[BEGIN Exercise data]

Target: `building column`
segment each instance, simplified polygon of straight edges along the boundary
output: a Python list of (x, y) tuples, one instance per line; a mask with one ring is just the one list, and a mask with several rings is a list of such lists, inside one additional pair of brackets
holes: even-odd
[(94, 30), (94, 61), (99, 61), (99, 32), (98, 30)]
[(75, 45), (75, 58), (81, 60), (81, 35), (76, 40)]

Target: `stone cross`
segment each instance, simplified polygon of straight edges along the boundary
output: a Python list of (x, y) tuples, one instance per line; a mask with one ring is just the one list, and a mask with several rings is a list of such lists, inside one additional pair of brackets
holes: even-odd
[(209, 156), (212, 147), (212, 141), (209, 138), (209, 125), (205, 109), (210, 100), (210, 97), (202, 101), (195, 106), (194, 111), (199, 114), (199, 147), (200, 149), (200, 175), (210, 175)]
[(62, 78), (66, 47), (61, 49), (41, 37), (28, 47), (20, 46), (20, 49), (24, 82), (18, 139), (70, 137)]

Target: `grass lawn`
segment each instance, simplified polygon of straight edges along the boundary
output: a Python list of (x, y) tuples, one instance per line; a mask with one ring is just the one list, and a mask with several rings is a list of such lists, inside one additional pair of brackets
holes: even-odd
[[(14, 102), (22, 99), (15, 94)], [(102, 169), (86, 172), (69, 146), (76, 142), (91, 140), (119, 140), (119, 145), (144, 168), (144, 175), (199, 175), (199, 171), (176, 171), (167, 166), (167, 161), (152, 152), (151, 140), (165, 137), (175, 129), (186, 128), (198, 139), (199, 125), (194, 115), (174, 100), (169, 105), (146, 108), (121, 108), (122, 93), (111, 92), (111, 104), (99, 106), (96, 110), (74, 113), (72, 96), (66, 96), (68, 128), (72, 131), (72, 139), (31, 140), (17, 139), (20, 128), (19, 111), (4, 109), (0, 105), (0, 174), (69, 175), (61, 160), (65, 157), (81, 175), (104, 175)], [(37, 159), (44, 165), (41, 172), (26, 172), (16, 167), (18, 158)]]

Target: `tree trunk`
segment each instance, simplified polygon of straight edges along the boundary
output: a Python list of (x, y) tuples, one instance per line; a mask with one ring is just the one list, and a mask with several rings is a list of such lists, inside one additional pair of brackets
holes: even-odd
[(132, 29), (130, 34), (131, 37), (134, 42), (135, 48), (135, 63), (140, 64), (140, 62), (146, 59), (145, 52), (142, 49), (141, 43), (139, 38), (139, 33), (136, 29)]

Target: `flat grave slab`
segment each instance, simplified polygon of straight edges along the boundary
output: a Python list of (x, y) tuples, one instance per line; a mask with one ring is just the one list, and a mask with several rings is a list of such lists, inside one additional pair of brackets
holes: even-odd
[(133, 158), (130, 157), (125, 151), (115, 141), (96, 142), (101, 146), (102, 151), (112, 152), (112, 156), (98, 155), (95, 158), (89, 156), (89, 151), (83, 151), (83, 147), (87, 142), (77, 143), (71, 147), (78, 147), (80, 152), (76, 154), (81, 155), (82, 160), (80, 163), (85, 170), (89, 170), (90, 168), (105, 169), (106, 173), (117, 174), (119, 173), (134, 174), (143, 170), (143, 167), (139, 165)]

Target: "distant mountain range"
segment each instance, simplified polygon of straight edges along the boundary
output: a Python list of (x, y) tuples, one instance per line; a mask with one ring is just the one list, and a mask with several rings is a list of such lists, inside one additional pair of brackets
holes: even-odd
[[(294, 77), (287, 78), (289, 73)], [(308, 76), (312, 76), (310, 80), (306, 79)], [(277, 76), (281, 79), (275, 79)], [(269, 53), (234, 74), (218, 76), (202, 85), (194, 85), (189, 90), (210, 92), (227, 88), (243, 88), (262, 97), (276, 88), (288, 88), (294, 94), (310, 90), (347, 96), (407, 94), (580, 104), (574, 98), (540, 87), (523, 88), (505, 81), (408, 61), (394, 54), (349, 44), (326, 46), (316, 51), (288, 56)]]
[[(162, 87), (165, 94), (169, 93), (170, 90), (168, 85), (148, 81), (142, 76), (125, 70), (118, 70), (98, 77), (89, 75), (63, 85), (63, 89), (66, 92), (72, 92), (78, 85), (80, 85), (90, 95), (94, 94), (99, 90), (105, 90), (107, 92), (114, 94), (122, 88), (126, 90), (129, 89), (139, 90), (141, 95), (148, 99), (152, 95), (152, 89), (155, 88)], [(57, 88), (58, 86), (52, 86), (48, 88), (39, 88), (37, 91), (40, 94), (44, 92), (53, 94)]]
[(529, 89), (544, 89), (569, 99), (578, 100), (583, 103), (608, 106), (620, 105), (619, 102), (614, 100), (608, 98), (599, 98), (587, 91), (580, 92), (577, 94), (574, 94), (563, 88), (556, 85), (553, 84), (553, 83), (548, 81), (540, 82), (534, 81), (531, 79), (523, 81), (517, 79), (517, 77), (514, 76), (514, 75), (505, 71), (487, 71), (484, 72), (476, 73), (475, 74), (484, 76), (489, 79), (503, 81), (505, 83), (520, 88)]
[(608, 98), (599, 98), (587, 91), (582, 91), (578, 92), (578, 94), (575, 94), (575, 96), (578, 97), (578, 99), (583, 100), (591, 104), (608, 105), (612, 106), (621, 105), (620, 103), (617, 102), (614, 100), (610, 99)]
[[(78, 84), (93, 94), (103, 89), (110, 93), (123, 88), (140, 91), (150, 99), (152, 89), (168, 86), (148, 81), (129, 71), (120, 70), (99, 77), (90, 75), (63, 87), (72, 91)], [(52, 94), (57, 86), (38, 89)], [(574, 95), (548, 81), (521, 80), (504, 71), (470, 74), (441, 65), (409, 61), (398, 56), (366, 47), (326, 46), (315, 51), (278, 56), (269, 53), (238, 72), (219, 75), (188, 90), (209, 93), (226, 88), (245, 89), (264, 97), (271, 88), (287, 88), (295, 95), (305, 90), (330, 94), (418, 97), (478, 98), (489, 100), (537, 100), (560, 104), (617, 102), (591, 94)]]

[END Exercise data]

Brief
Can you write out the lines from the first one through the line that contains "[(75, 45), (75, 58), (81, 60), (81, 35), (76, 40)]", replacing "building column" with "stone pillar" and leaving everything else unchanged?

Exercise result
Target: `stone pillar`
segment each instance, simplified polygon of straight edges along the boundary
output: a Python list of (x, y) tuples, one instance per line; a mask with one ring is just the one list, and a mask with several rings is a list of such lists, inside one additional pair of brackets
holes: even-odd
[(94, 30), (94, 61), (99, 61), (99, 32), (98, 30)]
[(75, 45), (75, 58), (81, 60), (81, 35), (76, 40)]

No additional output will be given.